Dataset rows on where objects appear

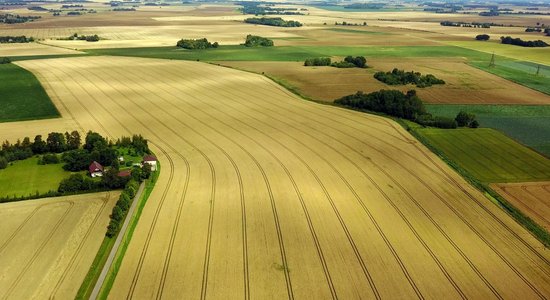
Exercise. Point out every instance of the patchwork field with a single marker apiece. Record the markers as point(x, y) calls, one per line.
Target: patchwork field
point(23, 97)
point(532, 198)
point(26, 177)
point(47, 245)
point(263, 195)
point(464, 84)
point(528, 124)
point(489, 155)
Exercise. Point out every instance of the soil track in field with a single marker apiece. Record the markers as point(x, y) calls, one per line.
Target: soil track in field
point(268, 196)
point(47, 245)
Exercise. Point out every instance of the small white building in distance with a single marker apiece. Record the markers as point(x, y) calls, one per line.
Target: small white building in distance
point(96, 169)
point(151, 160)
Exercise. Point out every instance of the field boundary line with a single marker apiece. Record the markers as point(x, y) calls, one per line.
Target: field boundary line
point(114, 250)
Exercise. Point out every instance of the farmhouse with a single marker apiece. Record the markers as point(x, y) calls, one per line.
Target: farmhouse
point(151, 160)
point(96, 169)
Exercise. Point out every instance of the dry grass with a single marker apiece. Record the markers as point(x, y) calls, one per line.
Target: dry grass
point(47, 245)
point(464, 84)
point(267, 196)
point(532, 198)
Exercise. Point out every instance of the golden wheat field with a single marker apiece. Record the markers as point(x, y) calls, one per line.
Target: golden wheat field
point(265, 196)
point(47, 245)
point(533, 198)
point(464, 84)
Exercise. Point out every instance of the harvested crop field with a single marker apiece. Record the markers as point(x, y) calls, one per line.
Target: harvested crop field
point(47, 245)
point(532, 198)
point(464, 84)
point(263, 195)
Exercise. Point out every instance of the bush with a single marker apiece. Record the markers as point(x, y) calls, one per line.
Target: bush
point(483, 37)
point(400, 77)
point(3, 163)
point(391, 102)
point(520, 42)
point(192, 44)
point(49, 159)
point(464, 119)
point(318, 61)
point(273, 22)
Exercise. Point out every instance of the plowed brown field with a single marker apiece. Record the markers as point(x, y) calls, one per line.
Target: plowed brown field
point(262, 195)
point(533, 198)
point(48, 245)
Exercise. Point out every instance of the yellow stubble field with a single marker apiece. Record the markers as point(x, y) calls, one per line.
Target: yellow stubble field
point(48, 245)
point(263, 195)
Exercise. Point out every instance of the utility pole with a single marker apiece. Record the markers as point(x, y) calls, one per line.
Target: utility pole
point(492, 63)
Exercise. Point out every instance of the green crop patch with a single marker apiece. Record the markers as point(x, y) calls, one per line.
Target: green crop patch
point(489, 155)
point(528, 124)
point(22, 97)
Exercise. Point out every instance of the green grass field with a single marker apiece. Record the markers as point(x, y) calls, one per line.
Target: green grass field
point(26, 177)
point(489, 155)
point(528, 124)
point(22, 97)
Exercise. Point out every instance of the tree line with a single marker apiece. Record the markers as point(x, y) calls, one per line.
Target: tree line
point(193, 44)
point(348, 62)
point(87, 38)
point(400, 77)
point(254, 41)
point(15, 39)
point(406, 106)
point(519, 42)
point(273, 22)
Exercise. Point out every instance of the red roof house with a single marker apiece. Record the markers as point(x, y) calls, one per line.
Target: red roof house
point(124, 173)
point(96, 169)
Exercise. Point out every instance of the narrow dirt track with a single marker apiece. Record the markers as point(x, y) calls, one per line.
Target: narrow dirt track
point(47, 246)
point(263, 195)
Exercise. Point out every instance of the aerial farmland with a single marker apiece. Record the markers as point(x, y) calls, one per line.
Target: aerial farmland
point(274, 150)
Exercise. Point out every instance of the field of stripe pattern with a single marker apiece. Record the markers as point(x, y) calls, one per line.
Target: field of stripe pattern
point(263, 195)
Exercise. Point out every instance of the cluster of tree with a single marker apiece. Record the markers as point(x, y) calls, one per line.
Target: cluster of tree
point(273, 22)
point(483, 37)
point(254, 41)
point(464, 119)
point(196, 44)
point(400, 77)
point(15, 39)
point(87, 38)
point(392, 102)
point(13, 19)
point(124, 9)
point(465, 24)
point(257, 8)
point(491, 13)
point(533, 29)
point(37, 8)
point(56, 142)
point(317, 61)
point(404, 105)
point(351, 62)
point(67, 6)
point(520, 42)
point(121, 208)
point(344, 23)
point(365, 6)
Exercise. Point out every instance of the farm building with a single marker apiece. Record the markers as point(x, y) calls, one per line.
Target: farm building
point(96, 169)
point(151, 160)
point(124, 173)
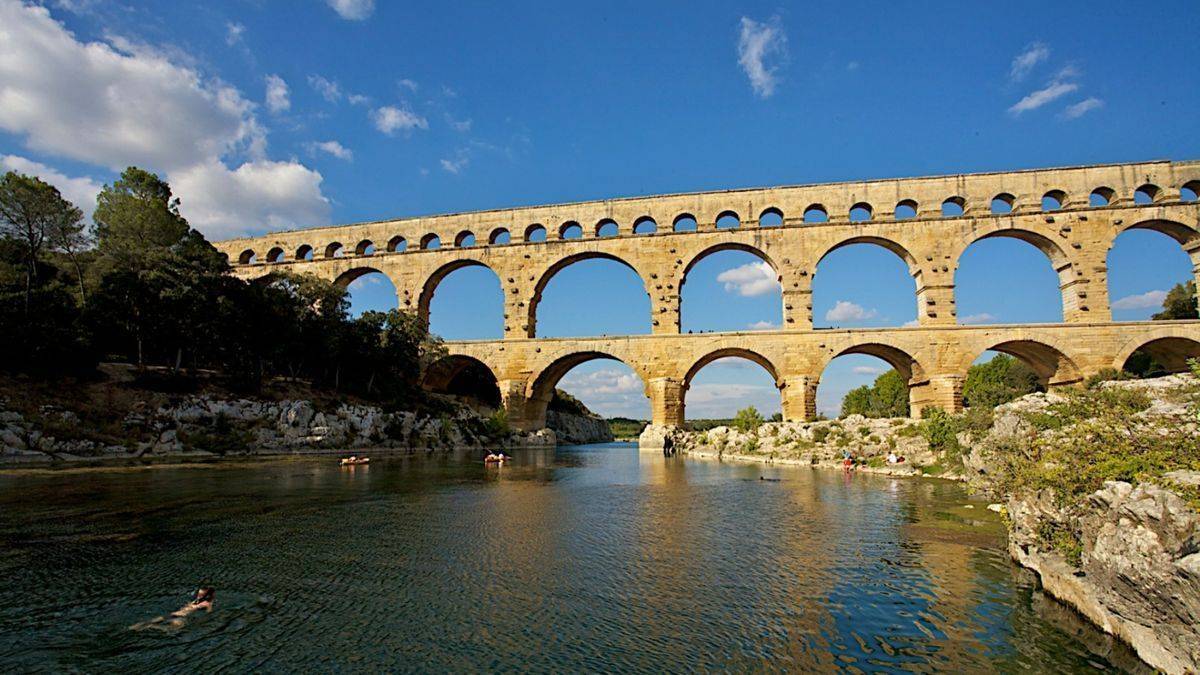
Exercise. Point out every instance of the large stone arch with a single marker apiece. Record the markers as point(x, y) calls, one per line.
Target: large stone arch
point(891, 245)
point(732, 352)
point(1050, 362)
point(466, 376)
point(558, 266)
point(430, 286)
point(903, 359)
point(348, 276)
point(1062, 264)
point(1188, 238)
point(543, 382)
point(724, 353)
point(1170, 346)
point(730, 245)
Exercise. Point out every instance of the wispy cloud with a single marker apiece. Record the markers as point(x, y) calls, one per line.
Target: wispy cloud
point(845, 310)
point(759, 42)
point(1079, 109)
point(352, 10)
point(1048, 94)
point(1147, 300)
point(234, 33)
point(750, 280)
point(390, 119)
point(328, 89)
point(277, 94)
point(331, 148)
point(1024, 63)
point(457, 163)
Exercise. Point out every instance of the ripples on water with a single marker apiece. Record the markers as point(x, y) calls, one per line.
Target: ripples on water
point(595, 557)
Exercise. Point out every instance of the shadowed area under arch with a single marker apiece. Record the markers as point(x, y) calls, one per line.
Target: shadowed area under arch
point(1144, 263)
point(730, 287)
point(369, 290)
point(463, 300)
point(617, 299)
point(864, 281)
point(466, 377)
point(912, 374)
point(1029, 268)
point(726, 381)
point(543, 384)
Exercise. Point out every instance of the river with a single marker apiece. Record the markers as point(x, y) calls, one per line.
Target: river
point(593, 557)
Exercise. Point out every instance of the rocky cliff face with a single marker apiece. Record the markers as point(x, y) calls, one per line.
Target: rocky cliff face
point(577, 429)
point(205, 426)
point(802, 442)
point(1138, 574)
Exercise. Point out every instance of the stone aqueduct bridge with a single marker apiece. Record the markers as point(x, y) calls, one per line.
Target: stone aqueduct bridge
point(928, 222)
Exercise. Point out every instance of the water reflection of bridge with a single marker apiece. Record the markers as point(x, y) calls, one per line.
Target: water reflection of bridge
point(1072, 215)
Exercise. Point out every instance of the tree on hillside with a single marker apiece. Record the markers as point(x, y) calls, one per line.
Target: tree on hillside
point(888, 396)
point(999, 381)
point(748, 419)
point(34, 215)
point(1180, 303)
point(157, 274)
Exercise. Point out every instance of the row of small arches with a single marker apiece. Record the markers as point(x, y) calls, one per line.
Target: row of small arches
point(772, 216)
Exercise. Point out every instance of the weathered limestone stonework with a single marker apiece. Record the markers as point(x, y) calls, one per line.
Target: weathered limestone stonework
point(934, 356)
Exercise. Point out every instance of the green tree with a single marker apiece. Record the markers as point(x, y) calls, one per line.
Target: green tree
point(1180, 303)
point(999, 381)
point(748, 419)
point(888, 396)
point(34, 214)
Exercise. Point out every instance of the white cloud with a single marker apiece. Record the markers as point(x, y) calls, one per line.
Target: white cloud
point(277, 94)
point(1051, 91)
point(118, 103)
point(113, 108)
point(328, 89)
point(1147, 300)
point(79, 191)
point(750, 280)
point(331, 148)
point(1024, 63)
point(975, 318)
point(457, 163)
point(845, 310)
point(255, 197)
point(462, 126)
point(234, 33)
point(352, 10)
point(389, 118)
point(1081, 108)
point(756, 43)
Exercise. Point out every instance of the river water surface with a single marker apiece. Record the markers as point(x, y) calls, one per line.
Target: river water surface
point(594, 557)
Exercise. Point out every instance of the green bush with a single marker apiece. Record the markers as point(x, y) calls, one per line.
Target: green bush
point(748, 419)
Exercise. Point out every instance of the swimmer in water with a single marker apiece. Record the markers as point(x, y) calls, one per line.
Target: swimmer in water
point(203, 601)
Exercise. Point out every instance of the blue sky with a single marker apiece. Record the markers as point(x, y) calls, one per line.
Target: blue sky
point(270, 114)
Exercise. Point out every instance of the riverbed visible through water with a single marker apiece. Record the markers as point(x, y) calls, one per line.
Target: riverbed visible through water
point(592, 557)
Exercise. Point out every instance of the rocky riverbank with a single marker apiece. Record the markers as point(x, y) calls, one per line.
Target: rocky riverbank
point(210, 426)
point(1102, 488)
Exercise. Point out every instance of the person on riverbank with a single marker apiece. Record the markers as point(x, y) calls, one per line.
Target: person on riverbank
point(203, 601)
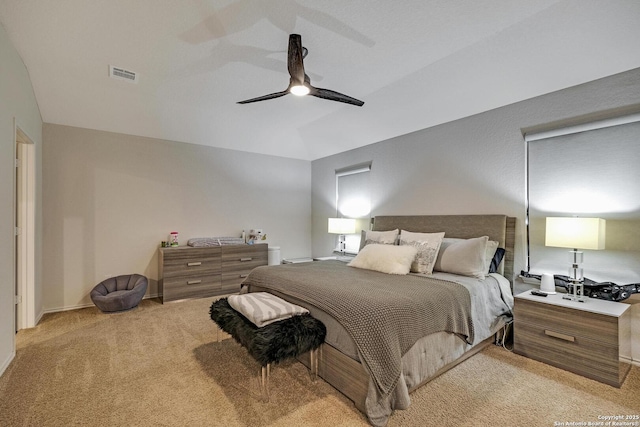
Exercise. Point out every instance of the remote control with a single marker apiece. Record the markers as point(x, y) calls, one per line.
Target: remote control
point(538, 293)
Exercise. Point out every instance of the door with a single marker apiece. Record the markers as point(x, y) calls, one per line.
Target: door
point(25, 231)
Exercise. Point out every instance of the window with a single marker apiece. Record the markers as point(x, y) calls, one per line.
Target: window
point(353, 200)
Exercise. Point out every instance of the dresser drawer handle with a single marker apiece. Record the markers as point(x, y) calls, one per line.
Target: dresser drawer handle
point(559, 335)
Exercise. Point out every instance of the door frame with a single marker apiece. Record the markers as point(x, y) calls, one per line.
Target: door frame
point(24, 250)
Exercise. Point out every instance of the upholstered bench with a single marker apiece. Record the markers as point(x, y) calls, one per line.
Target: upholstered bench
point(273, 343)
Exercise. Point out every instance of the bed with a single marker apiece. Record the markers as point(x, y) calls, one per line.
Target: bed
point(413, 354)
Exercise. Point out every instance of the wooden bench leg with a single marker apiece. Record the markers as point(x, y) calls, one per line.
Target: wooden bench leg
point(313, 364)
point(264, 382)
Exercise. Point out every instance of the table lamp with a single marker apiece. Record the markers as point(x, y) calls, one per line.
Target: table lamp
point(576, 233)
point(342, 226)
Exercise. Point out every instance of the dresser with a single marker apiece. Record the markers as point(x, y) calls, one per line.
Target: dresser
point(586, 338)
point(188, 272)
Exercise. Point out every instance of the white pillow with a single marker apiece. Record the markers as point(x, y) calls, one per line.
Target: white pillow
point(427, 245)
point(388, 259)
point(465, 257)
point(380, 237)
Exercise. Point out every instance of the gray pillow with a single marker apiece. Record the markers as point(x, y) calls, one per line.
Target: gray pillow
point(466, 257)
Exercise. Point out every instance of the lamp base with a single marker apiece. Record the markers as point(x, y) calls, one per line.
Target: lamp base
point(577, 292)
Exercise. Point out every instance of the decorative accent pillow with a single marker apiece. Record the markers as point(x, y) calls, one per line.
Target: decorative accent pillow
point(379, 237)
point(388, 259)
point(465, 257)
point(497, 259)
point(490, 251)
point(427, 245)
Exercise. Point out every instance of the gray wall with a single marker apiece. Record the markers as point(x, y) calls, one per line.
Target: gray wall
point(472, 165)
point(109, 199)
point(17, 104)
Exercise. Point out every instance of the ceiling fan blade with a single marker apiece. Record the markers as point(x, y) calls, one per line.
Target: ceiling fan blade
point(265, 97)
point(335, 96)
point(295, 57)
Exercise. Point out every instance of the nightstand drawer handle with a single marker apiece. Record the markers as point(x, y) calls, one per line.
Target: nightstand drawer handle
point(559, 335)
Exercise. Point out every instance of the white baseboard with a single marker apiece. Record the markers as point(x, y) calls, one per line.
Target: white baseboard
point(627, 359)
point(79, 306)
point(7, 362)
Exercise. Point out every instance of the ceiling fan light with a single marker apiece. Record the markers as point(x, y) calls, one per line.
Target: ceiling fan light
point(299, 90)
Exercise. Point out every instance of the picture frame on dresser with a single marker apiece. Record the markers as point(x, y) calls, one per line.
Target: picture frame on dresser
point(186, 272)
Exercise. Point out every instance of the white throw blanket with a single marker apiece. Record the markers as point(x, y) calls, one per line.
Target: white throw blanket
point(262, 308)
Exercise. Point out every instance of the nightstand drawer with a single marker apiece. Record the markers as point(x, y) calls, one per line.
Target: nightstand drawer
point(584, 338)
point(569, 322)
point(573, 353)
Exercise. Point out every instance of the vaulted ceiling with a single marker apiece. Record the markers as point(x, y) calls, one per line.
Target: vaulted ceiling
point(415, 64)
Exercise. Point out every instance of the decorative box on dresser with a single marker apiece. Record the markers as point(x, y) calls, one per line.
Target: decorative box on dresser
point(188, 272)
point(586, 338)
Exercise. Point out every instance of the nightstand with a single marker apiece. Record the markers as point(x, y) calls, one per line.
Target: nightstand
point(585, 338)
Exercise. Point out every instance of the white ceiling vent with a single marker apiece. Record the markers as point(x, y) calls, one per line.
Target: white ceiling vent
point(122, 74)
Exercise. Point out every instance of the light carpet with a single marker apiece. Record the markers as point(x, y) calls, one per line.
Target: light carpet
point(162, 365)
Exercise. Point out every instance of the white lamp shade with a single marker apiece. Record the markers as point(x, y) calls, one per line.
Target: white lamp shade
point(576, 233)
point(342, 225)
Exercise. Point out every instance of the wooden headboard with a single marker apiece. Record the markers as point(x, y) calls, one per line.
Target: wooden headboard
point(500, 228)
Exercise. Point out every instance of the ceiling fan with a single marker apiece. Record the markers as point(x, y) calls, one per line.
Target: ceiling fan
point(299, 82)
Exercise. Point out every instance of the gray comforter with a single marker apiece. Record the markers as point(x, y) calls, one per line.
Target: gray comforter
point(384, 321)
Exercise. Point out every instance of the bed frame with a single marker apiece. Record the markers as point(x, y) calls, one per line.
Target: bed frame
point(349, 376)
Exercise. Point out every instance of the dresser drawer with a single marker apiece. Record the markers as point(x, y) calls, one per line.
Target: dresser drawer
point(567, 321)
point(191, 287)
point(190, 262)
point(232, 281)
point(243, 259)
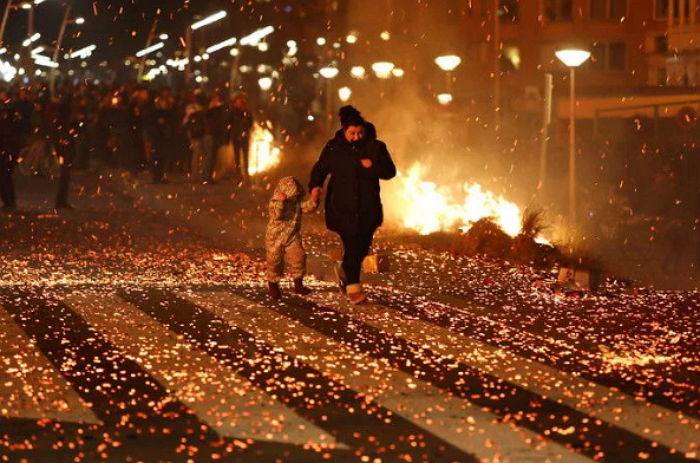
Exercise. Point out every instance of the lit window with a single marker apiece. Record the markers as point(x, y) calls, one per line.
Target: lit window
point(558, 10)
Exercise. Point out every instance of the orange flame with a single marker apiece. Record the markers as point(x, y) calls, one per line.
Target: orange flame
point(428, 207)
point(263, 155)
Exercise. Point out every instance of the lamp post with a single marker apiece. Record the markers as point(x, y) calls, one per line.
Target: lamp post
point(382, 69)
point(344, 94)
point(59, 43)
point(329, 73)
point(448, 63)
point(572, 58)
point(188, 39)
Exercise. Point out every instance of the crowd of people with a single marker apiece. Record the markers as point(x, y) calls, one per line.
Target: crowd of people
point(130, 128)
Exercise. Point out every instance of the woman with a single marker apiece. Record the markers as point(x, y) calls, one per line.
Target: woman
point(355, 162)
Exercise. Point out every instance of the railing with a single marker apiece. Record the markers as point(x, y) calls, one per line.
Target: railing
point(655, 107)
point(684, 37)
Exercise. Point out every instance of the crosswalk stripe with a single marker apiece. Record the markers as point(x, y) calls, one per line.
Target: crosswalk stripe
point(670, 428)
point(226, 401)
point(455, 420)
point(558, 422)
point(30, 386)
point(368, 428)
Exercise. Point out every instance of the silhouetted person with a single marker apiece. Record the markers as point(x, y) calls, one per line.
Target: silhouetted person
point(241, 124)
point(10, 145)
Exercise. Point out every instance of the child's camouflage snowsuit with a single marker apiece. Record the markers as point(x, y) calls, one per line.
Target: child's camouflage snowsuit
point(283, 235)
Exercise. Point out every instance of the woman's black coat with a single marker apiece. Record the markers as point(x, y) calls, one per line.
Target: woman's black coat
point(353, 203)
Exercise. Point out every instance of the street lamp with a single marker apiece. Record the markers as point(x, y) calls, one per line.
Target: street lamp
point(358, 72)
point(329, 73)
point(59, 42)
point(383, 69)
point(344, 93)
point(265, 83)
point(444, 98)
point(448, 63)
point(188, 39)
point(572, 58)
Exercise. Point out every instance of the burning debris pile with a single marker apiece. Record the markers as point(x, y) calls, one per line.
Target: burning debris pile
point(468, 219)
point(264, 155)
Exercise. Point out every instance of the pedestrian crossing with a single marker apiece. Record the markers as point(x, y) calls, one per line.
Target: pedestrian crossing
point(348, 382)
point(670, 428)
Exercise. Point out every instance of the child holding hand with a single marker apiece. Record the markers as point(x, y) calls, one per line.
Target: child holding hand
point(283, 236)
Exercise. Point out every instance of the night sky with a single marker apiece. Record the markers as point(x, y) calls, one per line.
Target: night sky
point(120, 27)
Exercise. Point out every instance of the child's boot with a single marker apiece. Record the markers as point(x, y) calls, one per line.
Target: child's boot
point(356, 295)
point(273, 289)
point(299, 287)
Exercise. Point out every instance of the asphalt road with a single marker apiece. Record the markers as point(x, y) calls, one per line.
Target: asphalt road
point(136, 328)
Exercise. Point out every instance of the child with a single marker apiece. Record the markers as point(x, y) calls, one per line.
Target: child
point(283, 235)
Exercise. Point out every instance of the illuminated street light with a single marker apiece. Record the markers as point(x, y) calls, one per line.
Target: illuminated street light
point(221, 45)
point(344, 93)
point(150, 49)
point(383, 69)
point(329, 72)
point(444, 98)
point(358, 72)
point(572, 58)
point(209, 20)
point(448, 62)
point(254, 38)
point(265, 83)
point(83, 52)
point(46, 62)
point(31, 39)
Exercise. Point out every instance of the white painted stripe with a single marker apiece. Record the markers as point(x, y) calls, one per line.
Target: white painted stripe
point(30, 385)
point(457, 421)
point(670, 428)
point(229, 403)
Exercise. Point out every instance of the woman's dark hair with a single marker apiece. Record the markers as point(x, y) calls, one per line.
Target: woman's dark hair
point(349, 115)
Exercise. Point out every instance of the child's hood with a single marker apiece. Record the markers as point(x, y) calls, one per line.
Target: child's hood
point(290, 187)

TASK TO COMPLETE: Format the material from the line containing "Exercise. Point out every instance of the crosswalk" through the line containing "point(353, 203)" as a CSV with the header text,answer, giving each text and the point calls that answer it their own row. Put every field in quotation marks and replace its line breaks with spaces.

COMPLETED TASK:
text,answer
"Exercise. Point out every instance of the crosswalk stripe with a single marker apiece. Record the markers as point(x, y) calls, one per line. Target: crosswalk stripe","point(670, 428) point(226, 401) point(455, 420) point(558, 422) point(30, 386) point(368, 428)"
"Exercise. Point out every instance of the silhouetted person with a single marker apiece. Record the markers as point(x, y) calls, one per line. Target: silhouetted person","point(241, 124) point(10, 145)"
"Exercise. Point out every instance of the child's camouflage snowsuit with a single marker apiece. Record the markers as point(x, y) calls, one per line. Target: child's camouflage snowsuit","point(283, 235)"
"Exercise. Point out every instance of the woman's black coat with a single marker apiece. Record the markers as point(x, y) calls, one per line. Target: woman's black coat","point(353, 203)"